• Texte de l'exercice:
──────

Ajoutons une parole de Alija Izetbegovic « Allahu akbar (Dieu est le plus grand) et le fameux  la ilaha illa allah  (Il n'y a de Dieu que Dieu), sont en même temps les deux devises les plus évolutionnaires de l'Islam. Seyyid Qutb (militant musulman égyptien) observe à bon droit que ces deux dogmes représentent "une révolution contre le pouvoir mondial qui a usurpé les prérogatives fondamentales de la divinité", c'est-à-dire qu’ils consistent à dépouiller les clergés, les chefs des tribus, les princes et les puissants de tout le pouvoir qu'ils peuvent avoir, et à ne l'attribuer qu'à Dieu. C'est pourquoi conclut Qutb, la maxime "Il n'y a de Dieu que Dieu" est l'appel que tous les pouvoirs de tous les temps ont le plus haïs » 41.

 

Artiste : Melanie Cervantes 20" x 26"

Le Tawhid est donc une libération, qui affranchit l’être humain de ses semblables, des forces sociales oppressives, des idoles et des fétiches, et qui applique l’égalité.

Si nous parlons de classes sociales et de redistribution des richesses, nous pouvons évoquer un des cinq piliers de l’Islam, c’est-à-dire une obligation à respecter pour chaque croyant : la zakât. C’est une aumône légale que chacun est tenu de reverser aux plus pauvres chaque année lunaire. Ce n’est pas un choix, c’est un prélèvement obligatoire, non sur le revenu, mais sur la fortune (2.5%).

 

A ce taux une fortune est entièrement abolie en une génération, si bien que nul ne peut vivre en parasite de la seule richesse héritée de ses parents. Une propriété personnelle est entièrement abolie et retourne à la communauté (puisque le fonds social de la “zakat” est consacré aux besoins de la communauté et à l’aide aux nécessiteux.

 

Une des traductions du mot zakât est purification. Dans le Coran, à 82 reprises, le devoir de prière est lié à celui de la Zakât, autrement dit le rapport de l’homme à Dieu n’est jamais séparé du rapport de communauté et de solidarité avec les autres hommes.

Cette aumône purifie le croyant d’un éventuellement attachement malsain pour les biens et de l’avarice. Mais elle montre aussi à quel point subvenir aux besoins des pauvres est une responsabilité collective.

 

Ali Ibn Abou Taleb, gendre et protégé du Prophète Muhammad a dit « Allah tout puissant a imposé les biens des riches dans la mesure qui suffit à assurer les besoins des pauvres. Si les pauvres s’épuisent, ont faim ou sont nus, cela ne peut être que l’œuvre de leur riches. Allah leur en fera rendre compte sévèrement et leur infligera des châtiments cruel ».

──────

• Matériel fourni:
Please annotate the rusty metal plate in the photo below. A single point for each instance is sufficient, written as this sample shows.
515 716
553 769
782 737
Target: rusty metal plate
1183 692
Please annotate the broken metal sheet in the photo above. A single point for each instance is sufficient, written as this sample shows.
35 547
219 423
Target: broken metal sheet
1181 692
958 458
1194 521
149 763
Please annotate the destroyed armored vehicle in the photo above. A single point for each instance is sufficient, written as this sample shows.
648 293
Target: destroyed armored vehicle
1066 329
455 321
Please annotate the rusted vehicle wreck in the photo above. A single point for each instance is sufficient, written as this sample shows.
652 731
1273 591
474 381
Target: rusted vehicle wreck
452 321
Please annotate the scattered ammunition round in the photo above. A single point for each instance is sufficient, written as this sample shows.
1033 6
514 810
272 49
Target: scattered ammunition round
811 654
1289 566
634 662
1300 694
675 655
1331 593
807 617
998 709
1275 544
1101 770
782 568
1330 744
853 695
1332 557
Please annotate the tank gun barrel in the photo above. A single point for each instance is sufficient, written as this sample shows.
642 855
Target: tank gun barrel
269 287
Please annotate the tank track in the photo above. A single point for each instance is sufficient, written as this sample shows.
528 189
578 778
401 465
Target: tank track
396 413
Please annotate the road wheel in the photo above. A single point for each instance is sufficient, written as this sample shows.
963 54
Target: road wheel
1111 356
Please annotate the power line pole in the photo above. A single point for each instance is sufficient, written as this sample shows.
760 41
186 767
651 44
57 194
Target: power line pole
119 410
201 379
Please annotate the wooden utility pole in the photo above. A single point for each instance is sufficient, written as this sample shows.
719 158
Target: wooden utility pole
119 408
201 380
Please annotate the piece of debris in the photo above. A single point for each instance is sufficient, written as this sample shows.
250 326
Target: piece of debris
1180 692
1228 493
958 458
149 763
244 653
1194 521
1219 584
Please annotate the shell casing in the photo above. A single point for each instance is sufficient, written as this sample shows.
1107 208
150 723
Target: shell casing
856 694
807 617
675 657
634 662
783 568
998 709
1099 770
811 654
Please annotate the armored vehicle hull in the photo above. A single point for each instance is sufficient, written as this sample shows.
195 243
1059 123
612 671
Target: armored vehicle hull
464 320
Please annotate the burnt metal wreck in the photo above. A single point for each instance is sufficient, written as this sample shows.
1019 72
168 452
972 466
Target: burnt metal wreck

──────

• Objectif de l'exercice: Recopiez un passage du texte sur le Tawhid et la zakât : commencez aux mots « Le Tawhid est » et arrêtez-vous après « qui applique l’égalité. ». Le matériel fourni n'a aucun lien avec le texte.

• Résultat de l'exercice:
Le Tawhid est donc une libération, qui affranchit l’être humain de ses semblables, des forces sociales oppressives, des idoles et des fétiches, et qui applique l’égalité.